Start Information provided

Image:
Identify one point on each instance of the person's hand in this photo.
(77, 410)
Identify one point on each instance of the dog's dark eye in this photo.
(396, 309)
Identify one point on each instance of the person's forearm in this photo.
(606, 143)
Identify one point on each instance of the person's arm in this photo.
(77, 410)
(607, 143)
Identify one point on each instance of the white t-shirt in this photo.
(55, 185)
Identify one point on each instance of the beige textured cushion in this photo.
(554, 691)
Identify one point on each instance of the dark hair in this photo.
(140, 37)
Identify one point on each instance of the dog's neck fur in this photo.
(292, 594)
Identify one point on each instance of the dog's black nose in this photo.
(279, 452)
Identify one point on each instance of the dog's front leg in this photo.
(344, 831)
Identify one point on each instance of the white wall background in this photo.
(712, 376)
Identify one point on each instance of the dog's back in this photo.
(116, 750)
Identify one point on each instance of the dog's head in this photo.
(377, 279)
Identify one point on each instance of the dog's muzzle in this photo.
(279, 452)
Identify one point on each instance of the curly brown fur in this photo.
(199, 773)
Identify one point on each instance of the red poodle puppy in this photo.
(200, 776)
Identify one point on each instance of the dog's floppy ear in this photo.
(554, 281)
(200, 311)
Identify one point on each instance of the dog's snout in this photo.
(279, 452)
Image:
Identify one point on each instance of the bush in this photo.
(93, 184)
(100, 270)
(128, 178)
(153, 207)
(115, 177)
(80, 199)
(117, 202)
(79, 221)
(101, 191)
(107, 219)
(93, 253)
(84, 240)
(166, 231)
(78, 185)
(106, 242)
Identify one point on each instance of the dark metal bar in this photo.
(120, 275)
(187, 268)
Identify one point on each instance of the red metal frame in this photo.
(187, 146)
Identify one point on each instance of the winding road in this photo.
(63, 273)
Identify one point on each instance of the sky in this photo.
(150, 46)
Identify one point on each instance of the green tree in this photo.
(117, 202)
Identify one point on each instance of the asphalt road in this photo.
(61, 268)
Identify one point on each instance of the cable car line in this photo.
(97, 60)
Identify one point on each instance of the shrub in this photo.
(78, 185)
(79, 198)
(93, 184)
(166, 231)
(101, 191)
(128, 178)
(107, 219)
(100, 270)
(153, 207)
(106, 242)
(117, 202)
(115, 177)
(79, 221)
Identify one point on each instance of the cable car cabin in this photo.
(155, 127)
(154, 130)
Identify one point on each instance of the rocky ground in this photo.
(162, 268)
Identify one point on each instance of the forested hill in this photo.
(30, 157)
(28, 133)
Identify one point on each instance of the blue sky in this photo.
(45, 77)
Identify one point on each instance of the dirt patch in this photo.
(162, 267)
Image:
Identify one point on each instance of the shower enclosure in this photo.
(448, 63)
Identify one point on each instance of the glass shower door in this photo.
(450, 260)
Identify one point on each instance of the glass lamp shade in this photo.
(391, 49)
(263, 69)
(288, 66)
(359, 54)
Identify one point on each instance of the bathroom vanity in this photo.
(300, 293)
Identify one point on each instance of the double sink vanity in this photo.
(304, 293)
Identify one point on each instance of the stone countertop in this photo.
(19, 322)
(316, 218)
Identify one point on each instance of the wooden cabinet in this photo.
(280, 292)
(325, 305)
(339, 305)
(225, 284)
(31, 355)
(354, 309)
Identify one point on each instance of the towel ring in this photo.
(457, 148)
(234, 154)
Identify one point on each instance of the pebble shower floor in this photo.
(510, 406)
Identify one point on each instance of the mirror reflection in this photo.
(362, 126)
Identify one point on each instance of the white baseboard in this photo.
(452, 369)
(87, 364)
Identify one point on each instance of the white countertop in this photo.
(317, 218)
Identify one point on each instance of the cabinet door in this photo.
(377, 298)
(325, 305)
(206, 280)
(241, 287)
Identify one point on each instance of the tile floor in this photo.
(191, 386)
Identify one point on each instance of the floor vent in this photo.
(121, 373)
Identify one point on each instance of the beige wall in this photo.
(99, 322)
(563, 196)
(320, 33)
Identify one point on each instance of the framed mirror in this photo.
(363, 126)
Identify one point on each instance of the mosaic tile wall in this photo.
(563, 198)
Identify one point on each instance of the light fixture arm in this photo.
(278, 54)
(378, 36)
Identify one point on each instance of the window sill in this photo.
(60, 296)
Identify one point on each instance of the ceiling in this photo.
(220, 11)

End Information provided

• **The exercise**
Your task is to output exactly the lines running from the one with "Identify one point on each instance of the stone" through the final line of the material above, with both ends included.

• **Full answer**
Identify one point on each instance of the stone countertop in this photo.
(19, 322)
(316, 218)
Identify one point on each instance of the wooden cabinet in this photo.
(280, 292)
(325, 305)
(339, 305)
(225, 284)
(31, 355)
(354, 309)
Identify one point on each instance of the towel ring in this photo.
(457, 148)
(234, 154)
Identify one point on each instance of the pebble shower floor in this photo.
(510, 406)
Identify one point on each instance of the mirror reflection in this photo.
(362, 126)
Identify one point on each instance of the white baseboard in this photo.
(452, 369)
(87, 364)
Identify one point on each instance of the white countertop in this photo.
(317, 218)
Identify one point on each instance of the cabinet door in this photo.
(377, 298)
(325, 305)
(206, 280)
(241, 287)
Identify one point on each instance of the tile floor in this photo.
(191, 386)
Identify one point on each instance of the floor vent in this photo.
(121, 373)
Identify one point on each instance of the beige wall in this photo.
(99, 322)
(563, 196)
(320, 33)
Identify one point on each instance of the framed mirror in this photo.
(363, 126)
Identify one point on each instance of the mosaic tile wall in this photo.
(563, 198)
Identify one point on each instance of the light fixture arm in this photo.
(278, 54)
(378, 36)
Identify one point on each instance of the window sill in this photo.
(60, 296)
Identify one point on each instance of the ceiling in this photo.
(220, 11)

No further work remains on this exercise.